Task objective
Print the whole listing, character for character.

Source records
*****

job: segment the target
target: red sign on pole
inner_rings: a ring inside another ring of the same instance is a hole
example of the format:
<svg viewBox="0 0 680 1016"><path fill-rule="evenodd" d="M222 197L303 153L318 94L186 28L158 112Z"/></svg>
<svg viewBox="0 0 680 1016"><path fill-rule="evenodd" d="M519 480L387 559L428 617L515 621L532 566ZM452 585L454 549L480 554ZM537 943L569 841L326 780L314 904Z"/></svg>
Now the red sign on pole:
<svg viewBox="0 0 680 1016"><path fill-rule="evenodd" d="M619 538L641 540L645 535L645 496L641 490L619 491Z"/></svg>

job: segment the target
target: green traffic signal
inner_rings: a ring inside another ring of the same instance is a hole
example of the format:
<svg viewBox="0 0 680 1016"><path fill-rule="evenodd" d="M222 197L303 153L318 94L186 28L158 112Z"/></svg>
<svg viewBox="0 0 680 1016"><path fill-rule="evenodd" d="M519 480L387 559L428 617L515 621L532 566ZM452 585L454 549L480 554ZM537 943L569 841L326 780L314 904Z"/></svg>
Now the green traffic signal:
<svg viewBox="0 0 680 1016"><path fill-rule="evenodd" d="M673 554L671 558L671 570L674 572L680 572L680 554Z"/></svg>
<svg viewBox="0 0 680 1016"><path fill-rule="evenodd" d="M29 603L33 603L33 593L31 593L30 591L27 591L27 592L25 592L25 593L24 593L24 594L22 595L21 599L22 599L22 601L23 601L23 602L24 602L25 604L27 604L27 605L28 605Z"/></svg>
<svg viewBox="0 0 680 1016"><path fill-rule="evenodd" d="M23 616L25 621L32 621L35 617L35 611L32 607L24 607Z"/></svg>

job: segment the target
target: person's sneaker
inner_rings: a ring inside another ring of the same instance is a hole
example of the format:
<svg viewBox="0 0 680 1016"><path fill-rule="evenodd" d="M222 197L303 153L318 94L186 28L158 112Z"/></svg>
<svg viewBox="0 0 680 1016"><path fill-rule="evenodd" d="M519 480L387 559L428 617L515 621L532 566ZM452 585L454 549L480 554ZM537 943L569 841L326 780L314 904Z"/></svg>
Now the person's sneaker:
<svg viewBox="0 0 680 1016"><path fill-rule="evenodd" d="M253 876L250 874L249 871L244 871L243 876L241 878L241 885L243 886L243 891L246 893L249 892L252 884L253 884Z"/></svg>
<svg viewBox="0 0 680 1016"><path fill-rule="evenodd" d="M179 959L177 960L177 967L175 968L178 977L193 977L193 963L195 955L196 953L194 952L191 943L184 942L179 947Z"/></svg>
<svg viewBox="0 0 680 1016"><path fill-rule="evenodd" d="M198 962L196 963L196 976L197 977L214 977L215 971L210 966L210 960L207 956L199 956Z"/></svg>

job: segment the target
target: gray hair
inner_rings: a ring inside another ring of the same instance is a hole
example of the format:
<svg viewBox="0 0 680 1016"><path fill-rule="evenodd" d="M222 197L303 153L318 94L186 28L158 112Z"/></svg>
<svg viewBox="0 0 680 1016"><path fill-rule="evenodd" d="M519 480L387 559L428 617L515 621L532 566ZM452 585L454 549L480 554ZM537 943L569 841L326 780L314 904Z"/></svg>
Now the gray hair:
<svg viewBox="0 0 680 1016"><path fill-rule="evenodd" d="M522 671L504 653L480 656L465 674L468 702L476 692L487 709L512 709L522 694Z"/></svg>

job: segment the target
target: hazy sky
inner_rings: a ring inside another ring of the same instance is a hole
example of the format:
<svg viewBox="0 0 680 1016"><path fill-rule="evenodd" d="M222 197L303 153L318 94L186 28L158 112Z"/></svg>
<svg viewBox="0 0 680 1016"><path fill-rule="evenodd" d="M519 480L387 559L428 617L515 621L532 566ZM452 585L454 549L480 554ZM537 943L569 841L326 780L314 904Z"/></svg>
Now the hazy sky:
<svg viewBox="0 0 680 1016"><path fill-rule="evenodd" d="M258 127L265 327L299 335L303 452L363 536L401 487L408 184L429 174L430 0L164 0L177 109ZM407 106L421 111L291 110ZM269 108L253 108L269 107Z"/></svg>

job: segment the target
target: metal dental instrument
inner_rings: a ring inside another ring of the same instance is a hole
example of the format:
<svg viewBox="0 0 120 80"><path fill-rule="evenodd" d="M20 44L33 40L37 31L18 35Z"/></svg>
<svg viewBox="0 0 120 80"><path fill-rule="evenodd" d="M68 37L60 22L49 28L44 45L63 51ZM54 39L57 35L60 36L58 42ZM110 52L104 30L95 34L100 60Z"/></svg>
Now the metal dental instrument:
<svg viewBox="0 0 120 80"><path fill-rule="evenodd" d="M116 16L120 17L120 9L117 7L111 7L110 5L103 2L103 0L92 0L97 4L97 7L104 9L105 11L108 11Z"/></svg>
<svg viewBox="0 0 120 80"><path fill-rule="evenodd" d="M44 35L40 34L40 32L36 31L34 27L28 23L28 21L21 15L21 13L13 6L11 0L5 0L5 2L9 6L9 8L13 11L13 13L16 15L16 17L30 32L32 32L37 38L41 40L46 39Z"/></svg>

*****

Solution
job: segment the target
target: red sign on pole
inner_rings: a ring inside another ring of the same instance is a hole
example of the format:
<svg viewBox="0 0 680 1016"><path fill-rule="evenodd" d="M222 197L303 153L318 94L186 28L158 112Z"/></svg>
<svg viewBox="0 0 680 1016"><path fill-rule="evenodd" d="M519 480L387 559L428 617L515 621L532 566ZM452 585L454 549L480 554ZM537 943L569 841L326 780L314 904Z"/></svg>
Now the red sign on pole:
<svg viewBox="0 0 680 1016"><path fill-rule="evenodd" d="M619 538L641 540L645 535L645 496L641 490L619 491Z"/></svg>

job: segment the target
target: green traffic signal
inner_rings: a ring inside another ring of the same instance is a hole
example of the format:
<svg viewBox="0 0 680 1016"><path fill-rule="evenodd" d="M222 197L303 153L318 94L186 28L158 112Z"/></svg>
<svg viewBox="0 0 680 1016"><path fill-rule="evenodd" d="M519 480L387 559L428 617L515 621L532 566ZM452 585L454 549L480 554ZM537 943L569 841L326 780L314 904Z"/></svg>
Now the green traffic signal:
<svg viewBox="0 0 680 1016"><path fill-rule="evenodd" d="M673 554L671 558L671 570L674 572L680 572L680 554Z"/></svg>
<svg viewBox="0 0 680 1016"><path fill-rule="evenodd" d="M29 603L33 603L33 593L31 593L30 591L27 591L27 592L25 592L25 593L24 593L24 594L22 595L21 599L22 599L22 601L23 601L23 602L24 602L25 604L27 604L27 605L28 605Z"/></svg>
<svg viewBox="0 0 680 1016"><path fill-rule="evenodd" d="M23 616L25 621L32 621L35 617L35 611L32 607L24 607Z"/></svg>

job: segment the target
target: person's sneaker
inner_rings: a ring inside another ring of the same instance is a hole
example of the format:
<svg viewBox="0 0 680 1016"><path fill-rule="evenodd" d="M222 197L303 153L318 94L186 28L158 112Z"/></svg>
<svg viewBox="0 0 680 1016"><path fill-rule="evenodd" d="M519 480L387 559L428 617L515 621L532 566ZM452 585L454 549L480 554ZM537 943L569 841L326 780L314 904Z"/></svg>
Now the person's sneaker:
<svg viewBox="0 0 680 1016"><path fill-rule="evenodd" d="M253 876L250 874L249 871L244 871L243 876L241 878L241 885L243 886L243 891L246 893L249 892L252 884L253 884Z"/></svg>
<svg viewBox="0 0 680 1016"><path fill-rule="evenodd" d="M179 959L177 960L177 967L175 968L178 977L193 977L193 963L195 955L196 953L194 952L191 943L184 942L179 947Z"/></svg>
<svg viewBox="0 0 680 1016"><path fill-rule="evenodd" d="M198 962L196 963L196 976L197 977L214 977L215 971L210 966L210 960L207 956L199 956Z"/></svg>

job: segment the target
target: gray hair
inner_rings: a ring inside another ring of the same instance is a hole
example of the format:
<svg viewBox="0 0 680 1016"><path fill-rule="evenodd" d="M222 197L303 153L318 94L186 28L158 112Z"/></svg>
<svg viewBox="0 0 680 1016"><path fill-rule="evenodd" d="M519 480L387 559L428 617L515 621L532 566ZM452 585L454 549L480 554ZM537 943L569 841L326 780L314 904Z"/></svg>
Now the gray hair:
<svg viewBox="0 0 680 1016"><path fill-rule="evenodd" d="M522 671L504 653L480 656L465 674L468 702L476 692L487 709L512 709L522 694Z"/></svg>

job: segment the target
target: hazy sky
inner_rings: a ring inside another ring of the same instance is a hole
example of the format:
<svg viewBox="0 0 680 1016"><path fill-rule="evenodd" d="M222 197L303 153L318 94L186 28L158 112Z"/></svg>
<svg viewBox="0 0 680 1016"><path fill-rule="evenodd" d="M519 480L387 559L428 617L515 621L532 566ZM452 585L454 549L480 554ZM537 943L569 841L326 780L314 904Z"/></svg>
Now the hazy sky:
<svg viewBox="0 0 680 1016"><path fill-rule="evenodd" d="M258 127L265 327L299 335L303 452L363 536L401 487L408 184L429 174L430 0L164 0L177 109ZM407 106L421 111L291 110ZM269 108L253 108L269 107Z"/></svg>

job: segment the target
target: metal dental instrument
inner_rings: a ring inside another ring of the same instance is a hole
example of the format:
<svg viewBox="0 0 120 80"><path fill-rule="evenodd" d="M20 44L33 40L37 31L18 35Z"/></svg>
<svg viewBox="0 0 120 80"><path fill-rule="evenodd" d="M68 37L60 22L49 28L44 45L63 51ZM54 39L57 35L60 36L58 42ZM110 52L104 30L95 34L100 60Z"/></svg>
Now the metal dental instrument:
<svg viewBox="0 0 120 80"><path fill-rule="evenodd" d="M116 16L120 17L120 9L117 7L111 7L110 5L103 2L103 0L92 0L97 4L97 7L104 9L105 11L108 11Z"/></svg>
<svg viewBox="0 0 120 80"><path fill-rule="evenodd" d="M44 35L40 34L40 32L36 31L34 27L28 23L28 21L21 15L21 13L13 6L11 0L5 0L5 2L9 6L9 8L13 11L13 13L16 15L16 17L30 32L32 32L37 38L41 40L46 39Z"/></svg>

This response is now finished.